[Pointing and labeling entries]
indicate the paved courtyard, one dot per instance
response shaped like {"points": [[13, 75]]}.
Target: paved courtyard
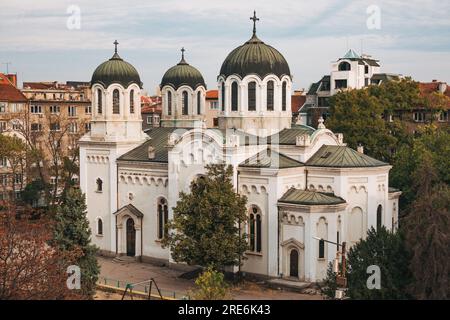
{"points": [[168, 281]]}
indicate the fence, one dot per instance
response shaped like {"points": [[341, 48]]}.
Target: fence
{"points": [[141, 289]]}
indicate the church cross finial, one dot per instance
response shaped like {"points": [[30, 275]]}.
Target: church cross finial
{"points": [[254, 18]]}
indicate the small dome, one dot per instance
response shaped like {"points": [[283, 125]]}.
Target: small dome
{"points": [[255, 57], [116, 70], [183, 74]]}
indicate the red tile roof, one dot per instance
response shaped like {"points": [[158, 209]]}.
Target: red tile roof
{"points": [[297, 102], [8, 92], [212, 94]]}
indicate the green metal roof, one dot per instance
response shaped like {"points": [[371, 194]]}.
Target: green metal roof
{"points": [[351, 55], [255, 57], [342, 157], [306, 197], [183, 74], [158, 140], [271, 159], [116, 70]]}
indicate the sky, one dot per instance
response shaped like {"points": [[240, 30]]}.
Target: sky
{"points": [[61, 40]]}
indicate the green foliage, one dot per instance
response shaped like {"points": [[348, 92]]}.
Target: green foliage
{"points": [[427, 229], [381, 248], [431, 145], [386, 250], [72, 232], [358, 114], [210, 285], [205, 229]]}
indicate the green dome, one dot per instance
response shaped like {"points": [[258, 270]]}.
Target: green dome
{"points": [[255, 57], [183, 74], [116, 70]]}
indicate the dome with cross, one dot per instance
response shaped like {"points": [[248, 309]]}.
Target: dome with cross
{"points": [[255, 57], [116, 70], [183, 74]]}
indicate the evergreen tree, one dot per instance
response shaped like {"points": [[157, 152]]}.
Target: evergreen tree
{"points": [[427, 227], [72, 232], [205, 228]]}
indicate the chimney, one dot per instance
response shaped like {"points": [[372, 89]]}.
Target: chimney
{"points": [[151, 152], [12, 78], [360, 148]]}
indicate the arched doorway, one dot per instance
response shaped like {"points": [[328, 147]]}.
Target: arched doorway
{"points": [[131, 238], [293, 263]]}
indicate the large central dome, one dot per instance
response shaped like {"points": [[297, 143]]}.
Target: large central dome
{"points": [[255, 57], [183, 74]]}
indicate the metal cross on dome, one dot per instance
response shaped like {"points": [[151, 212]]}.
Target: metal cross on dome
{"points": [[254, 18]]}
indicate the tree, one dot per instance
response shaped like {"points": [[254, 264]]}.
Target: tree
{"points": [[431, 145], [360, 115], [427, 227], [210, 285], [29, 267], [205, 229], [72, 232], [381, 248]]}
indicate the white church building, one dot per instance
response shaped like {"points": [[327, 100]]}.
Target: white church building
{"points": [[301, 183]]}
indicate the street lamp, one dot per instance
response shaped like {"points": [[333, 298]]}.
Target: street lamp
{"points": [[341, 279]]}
==
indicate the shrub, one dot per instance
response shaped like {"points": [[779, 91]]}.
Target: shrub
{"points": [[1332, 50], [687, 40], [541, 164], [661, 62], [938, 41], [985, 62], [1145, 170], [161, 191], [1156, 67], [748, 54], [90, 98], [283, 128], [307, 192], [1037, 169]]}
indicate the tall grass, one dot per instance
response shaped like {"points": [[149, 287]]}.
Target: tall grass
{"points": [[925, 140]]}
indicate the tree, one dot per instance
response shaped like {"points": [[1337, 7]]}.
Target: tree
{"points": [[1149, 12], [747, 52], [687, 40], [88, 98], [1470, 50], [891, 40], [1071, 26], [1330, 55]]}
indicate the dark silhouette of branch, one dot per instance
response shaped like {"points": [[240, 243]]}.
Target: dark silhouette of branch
--
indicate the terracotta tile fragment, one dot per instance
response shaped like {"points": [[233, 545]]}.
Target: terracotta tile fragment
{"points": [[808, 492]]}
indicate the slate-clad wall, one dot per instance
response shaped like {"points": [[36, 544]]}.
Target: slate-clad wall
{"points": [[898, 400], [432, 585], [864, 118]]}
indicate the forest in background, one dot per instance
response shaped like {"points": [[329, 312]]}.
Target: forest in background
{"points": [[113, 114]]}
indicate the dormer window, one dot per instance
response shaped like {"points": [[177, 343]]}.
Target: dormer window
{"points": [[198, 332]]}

§ STATED PROBLEM
Count the lines in the data above that contain the string "dormer", treating uppercase and lowercase letters as distinct, and give only the number.

§ FINAL ANSWER
2